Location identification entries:
##########
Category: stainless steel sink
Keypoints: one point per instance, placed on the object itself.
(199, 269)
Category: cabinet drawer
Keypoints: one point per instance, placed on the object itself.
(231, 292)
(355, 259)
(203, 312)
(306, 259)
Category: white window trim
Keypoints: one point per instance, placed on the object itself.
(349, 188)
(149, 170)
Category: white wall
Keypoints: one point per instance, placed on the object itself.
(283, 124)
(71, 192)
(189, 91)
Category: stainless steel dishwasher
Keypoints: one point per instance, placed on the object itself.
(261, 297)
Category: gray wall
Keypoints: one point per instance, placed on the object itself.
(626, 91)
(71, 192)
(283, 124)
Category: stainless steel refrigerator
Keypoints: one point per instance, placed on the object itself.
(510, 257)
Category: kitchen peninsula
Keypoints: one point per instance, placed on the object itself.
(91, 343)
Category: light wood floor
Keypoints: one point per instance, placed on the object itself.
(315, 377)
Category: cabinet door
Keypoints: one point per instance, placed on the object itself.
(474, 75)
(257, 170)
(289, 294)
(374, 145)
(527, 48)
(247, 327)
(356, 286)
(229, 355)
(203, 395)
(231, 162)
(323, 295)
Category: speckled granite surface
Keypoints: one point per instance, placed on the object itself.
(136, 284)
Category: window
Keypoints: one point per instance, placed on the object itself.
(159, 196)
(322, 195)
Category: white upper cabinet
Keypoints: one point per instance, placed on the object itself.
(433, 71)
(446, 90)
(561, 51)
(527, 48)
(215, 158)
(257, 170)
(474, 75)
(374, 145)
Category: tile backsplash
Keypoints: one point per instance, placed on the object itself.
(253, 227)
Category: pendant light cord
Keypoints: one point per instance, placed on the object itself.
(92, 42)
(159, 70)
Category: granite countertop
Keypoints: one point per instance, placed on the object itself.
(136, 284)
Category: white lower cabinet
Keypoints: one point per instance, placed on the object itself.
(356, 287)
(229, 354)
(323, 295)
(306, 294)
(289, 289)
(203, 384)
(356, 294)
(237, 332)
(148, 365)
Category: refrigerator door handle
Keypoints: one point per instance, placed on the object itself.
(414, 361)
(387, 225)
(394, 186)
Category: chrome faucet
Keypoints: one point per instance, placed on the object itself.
##########
### Exercise goal:
Render every line of the material above as a numbered list, omitting any blank lines.

### Output:
1. Category: stainless steel sink
2. Keypoints: one point per instance, placed on the object itself.
3. (199, 269)
4. Category: cabinet drawer
5. Keypoints: one point per instance, placed on the object itself.
6. (231, 292)
7. (355, 259)
8. (203, 312)
9. (306, 259)
10. Category: white window trim
11. Keypoints: one point per instance, placed on the object itself.
12. (349, 188)
13. (149, 170)
14. Category: white wall
15. Keypoints: one point per instance, placed on the object itself.
16. (283, 124)
17. (71, 192)
18. (189, 91)
19. Category: stainless steel dishwasher
20. Keypoints: one point per instance, placed on the object itself.
21. (261, 297)
22. Category: gray wall
23. Keypoints: one point per instance, placed on the object itself.
24. (626, 91)
25. (71, 192)
26. (283, 124)
27. Category: stainless steel refrigerator
28. Keypoints: one point per instance, placed on the object itself.
29. (510, 257)
30. Category: kitchen peninsula
31. Keypoints: one point per instance, placed on the object itself.
32. (91, 343)
33. Category: light wood floor
34. Keypoints: one point per instance, placed on the object itself.
35. (315, 377)
36. Category: cabinet door
37. Keypoints: one point per instance, placed on the object itself.
38. (474, 75)
39. (257, 170)
40. (289, 294)
41. (374, 145)
42. (527, 48)
43. (247, 327)
44. (356, 286)
45. (229, 355)
46. (203, 395)
47. (231, 162)
48. (323, 295)
49. Category: speckled granite surface
50. Keypoints: one point per instance, placed on the object itself.
51. (136, 284)
52. Category: window
53. Keypoints: one point per instance, placed on the object itself.
54. (159, 196)
55. (322, 195)
56. Category: white upper cabinet
57. Keypoints: one point per instance, placed on the object itself.
58. (433, 71)
59. (446, 90)
60. (561, 51)
61. (527, 48)
62. (215, 158)
63. (257, 170)
64. (474, 75)
65. (374, 145)
66. Category: tile backsplash
67. Keypoints: one point per instance, placed on the object itself.
68. (253, 227)
69. Category: pendant light cord
70. Keypoints: one point per instance, placed on the object itself.
71. (92, 42)
72. (159, 70)
73. Category: granite countertop
74. Keypoints: one point per instance, placed on the object itself.
75. (136, 284)
76. Category: white lower cabinet
77. Keypoints: one point per instance, placed on the object itself.
78. (356, 287)
79. (229, 354)
80. (323, 295)
81. (306, 294)
82. (289, 289)
83. (203, 384)
84. (356, 294)
85. (237, 332)
86. (148, 365)
87. Category: refrigerator door handle
88. Keypoints: one point per instance, placed on the object itself.
89. (414, 361)
90. (387, 225)
91. (394, 186)
92. Category: chrome faucet
93. Keypoints: one point per instance, placed on the object itself.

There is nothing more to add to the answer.